Top of RECORDS SHOWN

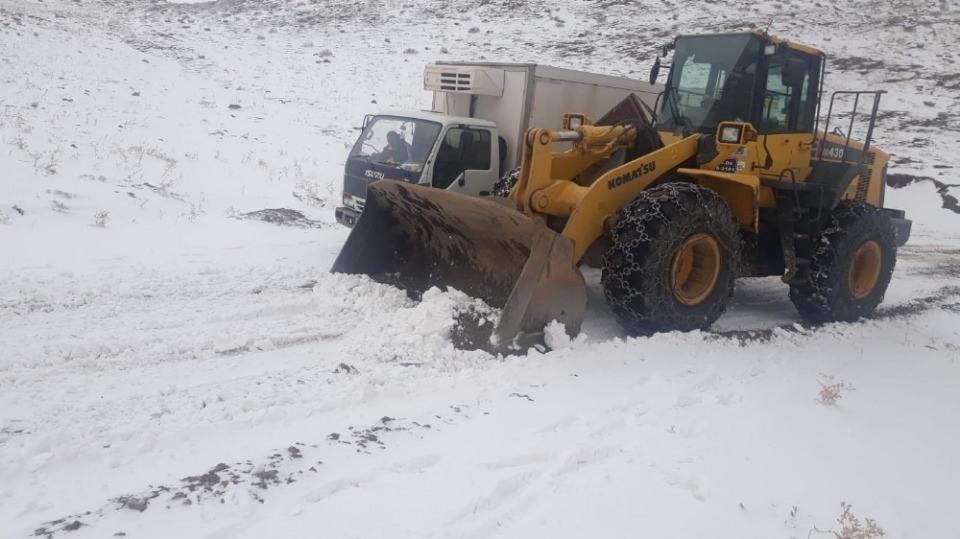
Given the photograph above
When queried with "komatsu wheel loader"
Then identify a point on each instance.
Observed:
(736, 176)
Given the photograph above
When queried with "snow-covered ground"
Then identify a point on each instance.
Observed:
(168, 368)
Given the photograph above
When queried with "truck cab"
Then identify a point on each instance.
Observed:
(475, 131)
(427, 148)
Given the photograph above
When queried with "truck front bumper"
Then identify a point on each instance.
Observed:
(347, 216)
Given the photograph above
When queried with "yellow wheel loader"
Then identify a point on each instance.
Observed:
(735, 176)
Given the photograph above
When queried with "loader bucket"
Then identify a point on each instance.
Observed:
(418, 237)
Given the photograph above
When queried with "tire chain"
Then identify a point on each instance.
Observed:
(506, 182)
(638, 227)
(813, 297)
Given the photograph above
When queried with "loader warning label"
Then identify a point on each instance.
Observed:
(641, 170)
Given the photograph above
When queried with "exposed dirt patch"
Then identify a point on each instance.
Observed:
(943, 299)
(282, 217)
(950, 202)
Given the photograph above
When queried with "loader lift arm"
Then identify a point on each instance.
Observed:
(588, 207)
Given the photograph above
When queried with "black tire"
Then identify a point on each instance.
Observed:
(638, 268)
(506, 182)
(830, 292)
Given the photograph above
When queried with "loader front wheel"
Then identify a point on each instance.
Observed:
(674, 257)
(851, 265)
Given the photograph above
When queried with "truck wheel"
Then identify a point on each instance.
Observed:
(673, 259)
(850, 267)
(506, 182)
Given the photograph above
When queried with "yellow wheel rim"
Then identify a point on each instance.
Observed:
(865, 269)
(695, 269)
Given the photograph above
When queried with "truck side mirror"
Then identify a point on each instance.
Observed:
(793, 72)
(655, 71)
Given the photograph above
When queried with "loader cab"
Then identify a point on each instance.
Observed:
(749, 77)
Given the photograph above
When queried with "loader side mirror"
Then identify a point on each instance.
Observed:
(655, 71)
(793, 72)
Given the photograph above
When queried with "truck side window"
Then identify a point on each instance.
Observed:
(461, 149)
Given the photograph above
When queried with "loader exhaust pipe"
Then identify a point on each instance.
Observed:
(416, 237)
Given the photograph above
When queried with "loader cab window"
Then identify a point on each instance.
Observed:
(712, 79)
(461, 149)
(789, 96)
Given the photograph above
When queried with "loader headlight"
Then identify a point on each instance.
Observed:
(730, 134)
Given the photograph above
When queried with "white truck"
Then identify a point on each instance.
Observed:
(473, 134)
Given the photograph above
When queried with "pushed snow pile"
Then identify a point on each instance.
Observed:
(383, 323)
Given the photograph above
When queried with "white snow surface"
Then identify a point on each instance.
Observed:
(167, 369)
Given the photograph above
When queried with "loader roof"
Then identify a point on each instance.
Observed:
(770, 38)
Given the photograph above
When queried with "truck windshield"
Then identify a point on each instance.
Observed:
(400, 142)
(712, 80)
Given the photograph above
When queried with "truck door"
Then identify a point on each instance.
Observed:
(467, 160)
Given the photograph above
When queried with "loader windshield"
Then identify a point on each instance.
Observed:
(399, 142)
(712, 79)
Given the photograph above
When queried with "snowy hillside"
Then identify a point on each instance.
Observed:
(171, 365)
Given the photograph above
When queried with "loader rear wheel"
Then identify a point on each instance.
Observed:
(674, 257)
(851, 265)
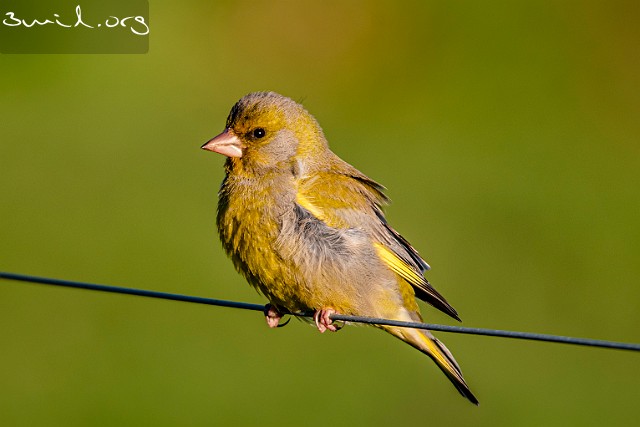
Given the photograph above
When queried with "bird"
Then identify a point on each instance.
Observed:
(308, 231)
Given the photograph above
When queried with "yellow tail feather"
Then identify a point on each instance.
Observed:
(429, 345)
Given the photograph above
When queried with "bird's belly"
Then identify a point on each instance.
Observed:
(301, 264)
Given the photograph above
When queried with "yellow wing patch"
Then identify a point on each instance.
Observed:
(398, 265)
(306, 203)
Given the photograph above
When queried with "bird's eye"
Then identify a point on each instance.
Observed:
(259, 133)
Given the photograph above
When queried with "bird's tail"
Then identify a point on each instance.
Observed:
(424, 341)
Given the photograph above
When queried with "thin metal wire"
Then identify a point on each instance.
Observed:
(337, 317)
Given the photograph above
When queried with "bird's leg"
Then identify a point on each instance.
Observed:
(323, 320)
(272, 315)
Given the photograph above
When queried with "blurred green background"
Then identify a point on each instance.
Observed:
(506, 132)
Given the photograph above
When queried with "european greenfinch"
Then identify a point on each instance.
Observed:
(307, 229)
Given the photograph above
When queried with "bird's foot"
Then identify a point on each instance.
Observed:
(323, 320)
(273, 316)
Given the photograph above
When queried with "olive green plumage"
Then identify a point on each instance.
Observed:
(307, 229)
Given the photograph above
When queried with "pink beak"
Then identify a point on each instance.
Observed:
(227, 144)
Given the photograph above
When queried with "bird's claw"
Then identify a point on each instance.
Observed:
(323, 320)
(273, 316)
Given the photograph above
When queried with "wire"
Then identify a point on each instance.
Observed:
(337, 317)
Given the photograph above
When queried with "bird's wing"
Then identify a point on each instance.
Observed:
(348, 199)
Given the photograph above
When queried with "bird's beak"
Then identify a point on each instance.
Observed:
(227, 144)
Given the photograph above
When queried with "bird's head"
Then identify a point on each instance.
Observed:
(268, 130)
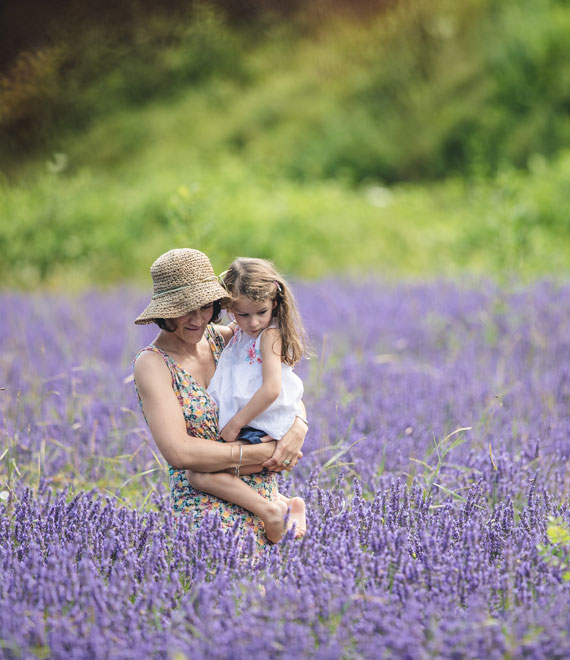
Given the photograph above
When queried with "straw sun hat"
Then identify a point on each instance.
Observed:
(183, 280)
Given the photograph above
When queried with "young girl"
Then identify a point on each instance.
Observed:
(257, 393)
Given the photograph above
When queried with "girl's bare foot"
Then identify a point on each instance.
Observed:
(296, 514)
(274, 520)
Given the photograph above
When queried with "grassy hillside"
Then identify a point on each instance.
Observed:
(429, 140)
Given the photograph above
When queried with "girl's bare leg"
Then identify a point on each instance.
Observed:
(297, 517)
(228, 487)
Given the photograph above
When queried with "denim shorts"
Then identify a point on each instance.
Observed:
(252, 436)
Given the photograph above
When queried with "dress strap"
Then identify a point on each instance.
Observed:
(172, 366)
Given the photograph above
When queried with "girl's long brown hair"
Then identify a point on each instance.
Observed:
(258, 280)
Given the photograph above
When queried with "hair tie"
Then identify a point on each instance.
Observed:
(221, 279)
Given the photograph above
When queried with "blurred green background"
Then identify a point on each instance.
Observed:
(412, 138)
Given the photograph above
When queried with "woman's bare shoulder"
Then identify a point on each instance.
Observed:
(149, 364)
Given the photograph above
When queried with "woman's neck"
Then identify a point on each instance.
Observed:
(171, 343)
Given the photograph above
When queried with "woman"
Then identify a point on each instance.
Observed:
(171, 376)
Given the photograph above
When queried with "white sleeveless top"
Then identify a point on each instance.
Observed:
(238, 377)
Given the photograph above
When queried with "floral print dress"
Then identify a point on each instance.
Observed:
(201, 417)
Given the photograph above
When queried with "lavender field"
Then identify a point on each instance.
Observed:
(436, 474)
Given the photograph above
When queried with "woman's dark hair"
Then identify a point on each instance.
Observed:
(163, 323)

Bottom of RECORDS SHOWN

Write every entry out again exactly, images omitted.

• [TASK RESULT]:
Given the photograph above
When queried with "komatsu wheel loader"
Then identify a point on each instance.
Observed:
(736, 176)
Given the photograph above
When queried with "snow-covered ground"
Then identify a point on each instance.
Observed:
(168, 368)
Given the photograph above
When queried with "truck cab"
Then identify a point on each instance.
Observed:
(475, 131)
(427, 148)
Given the photograph above
When queried with "truck front bumper"
Then identify a point on each instance.
Observed:
(347, 216)
Given the photograph above
When queried with "yellow wheel loader"
Then identify a point on each instance.
Observed:
(735, 176)
Given the photograph above
When queried with "loader bucket"
Then identify a point on each instance.
Observed:
(418, 237)
Given the photograph above
When queried with "tire chain"
Then identify a point on each instance.
Observed:
(506, 182)
(638, 227)
(813, 297)
Given the photograph above
When queried with "loader warning label"
Then identify a point on each instance.
Observed:
(641, 170)
Given the photograph above
When queried with "exposed dirt patch"
Then identify a point on each instance.
Observed:
(943, 299)
(282, 217)
(950, 202)
Given the photograph above
When queried with "loader lift arm"
Then identify a point on each instance.
Observed:
(588, 207)
Given the photograph above
When queried with "black tire"
Then identify a point on each instance.
Observed:
(638, 268)
(506, 182)
(830, 292)
Given the photograph above
When queried with "loader front wheel"
Then identify a point on each instance.
Observed:
(674, 257)
(851, 265)
Given the photograph above
When queried with "truck wheel"
Then identify a point on each instance.
Observed:
(673, 259)
(850, 267)
(506, 182)
Given the photograph above
When queried with "yellow wheel rim"
Then identify a point on each instance.
Observed:
(865, 269)
(695, 269)
Given the photograph above
When queried with "truck side mirror"
Then identify a point on each instance.
Observed:
(793, 72)
(655, 71)
Given the photograph above
When queried with "loader cab"
Then identify a point on each instance.
Observed:
(749, 77)
Given the photograph above
When queried with "loader side mirror"
Then identify a point on each instance.
Observed:
(655, 71)
(793, 72)
Given the photograph above
When queried with "truck side window"
Then identify a point on each instance.
Observed:
(461, 149)
Given the photograph above
When queried with "loader exhaust pipe"
Then identify a point on each instance.
Observed:
(416, 237)
Given the photograph above
When queried with "loader cab window"
Then identify a point on each instance.
Observed:
(712, 79)
(461, 149)
(789, 96)
Given the photograph above
When queried with "loader headlight"
Then identify a point on each instance.
Observed:
(730, 134)
Given the photograph above
When queried with "white truck"
Then identify a point on each instance.
Observed:
(473, 134)
Given the photograph above
When queried with "pushed snow pile"
Then identify a point on each instance.
Observed:
(383, 323)
Given the photograph above
When queried with "white snow surface"
Then identify a point on each instance.
Observed:
(167, 369)
Given the photograph above
When queried with "loader roof"
Then identify a point on each instance.
Observed:
(770, 38)
Given the photograph above
When queried with "truck windshield"
Then identify a point on each instance.
Observed:
(400, 142)
(712, 80)
Given the photograph above
When queried with "truck door"
Then identify a point on each instance.
Observed:
(467, 160)
Given the photograph above
When queried with "loader windshield"
Then identify a point on each instance.
Observed:
(399, 142)
(712, 79)
Given the photograph above
When queried with "snowy hillside"
Then identify a point on each instance.
Observed:
(171, 365)
Given the photograph above
When queried with "loader rear wheel"
Then identify a point on each instance.
Observed:
(674, 257)
(851, 265)
Given the photograph above
When queried with "bird"
Then identify a point on each instance.
Observed:
(308, 231)
Given the photograph above
When queried with "yellow tail feather"
Then identify a point on each instance.
Observed:
(429, 345)
Given the photograph above
When queried with "bird's belly"
Then identify a point on each instance.
Observed:
(301, 264)
Given the photograph above
When queried with "yellow wing patch"
Then identify a point on each instance.
Observed:
(398, 265)
(306, 203)
Given the photograph above
When queried with "bird's eye"
Then identify a point on each instance.
Observed:
(259, 133)
Given the photograph above
When queried with "bird's tail"
Then identify a point on each instance.
Observed:
(424, 341)
Given the photograph above
When queried with "thin metal wire"
Then identify a point on each instance.
Observed:
(337, 317)
Given the photograph above
When queried with "bird's leg"
Then identify a point on each instance.
Observed:
(323, 320)
(272, 315)
Given the photograph above
When queried with "blurred green background"
Then identify a point on each instance.
Observed:
(506, 132)
Given the photograph above
When queried with "european greenfinch"
Then identify a point on each instance.
Observed:
(307, 229)
Given the photograph above
When queried with "bird's foot"
Then identify a point on each instance.
Observed:
(323, 320)
(273, 316)
Given the photograph above
When queried with "olive green plumage"
Then identify a point on each instance.
Observed:
(307, 229)
Given the photograph above
When queried with "pink beak"
Then identify a point on each instance.
Observed:
(227, 144)
Given the photograph above
When queried with "bird's claw"
Then identify a point on each instance.
Observed:
(323, 320)
(273, 316)
Given the photograph above
When queried with "wire"
Then identify a point on each instance.
Observed:
(337, 317)
Given the photograph above
When queried with "bird's wing"
Then identify a point on each instance.
Observed:
(348, 199)
Given the photograph above
When queried with "bird's beak"
Then identify a point on each instance.
Observed:
(227, 144)
Given the photograph above
When queried with "bird's head"
Then identify a point on each instance.
Observed:
(268, 130)
Given the photograph above
When queried with "straw sun hat"
Then identify a point on each instance.
Observed:
(183, 280)
Given the photograph above
When queried with "young girl"
Then identify a point on each instance.
Observed:
(257, 393)
Given the photograph above
When queried with "girl's bare foot"
Then identify a point on each instance.
Observed:
(296, 514)
(274, 520)
Given the photograph above
When queried with "grassy hillside"
Then identify a point on each instance.
Observed:
(429, 140)
Given the photograph above
When queried with "girl's bare leg"
Then identify a point on each instance.
Observed:
(297, 517)
(228, 487)
Given the photograph above
When queried with "denim shorts"
Then identify a point on each instance.
Observed:
(252, 436)
Given the photograph above
When queried with "dress strap"
Then identify a point on each instance.
Observed:
(172, 366)
Given the photograph above
When queried with "girl's long brown hair"
Then identify a point on each instance.
Observed:
(258, 280)
Given the photograph above
When queried with "hair tie"
Then identify a point on each instance.
Observed:
(221, 279)
Given the photograph above
When queried with "blurred green background"
Then identify a point on each instance.
Observed:
(412, 138)
Given the photograph above
When queried with "woman's bare shoulder"
Then identify a point on each instance.
Observed:
(149, 364)
Given the photograph above
When queried with "woman's neck"
Then identify a point on each instance.
Observed:
(171, 343)
Given the photograph above
When queried with "woman"
Then identify a point on each instance.
Observed:
(171, 376)
Given the photograph above
When queried with "white sleeveless top"
Then identify a point on each instance.
Observed:
(238, 377)
Given the photograph above
When queried with "floral print dress"
Then identify a point on each instance.
Observed:
(201, 417)
Given the photograph above
When queried with "lavender field"
Then identify a point on each instance.
Observed:
(436, 474)
Given the photograph above
When queried with "woman's dark hair"
Then identify a point on each instance.
Observed:
(163, 323)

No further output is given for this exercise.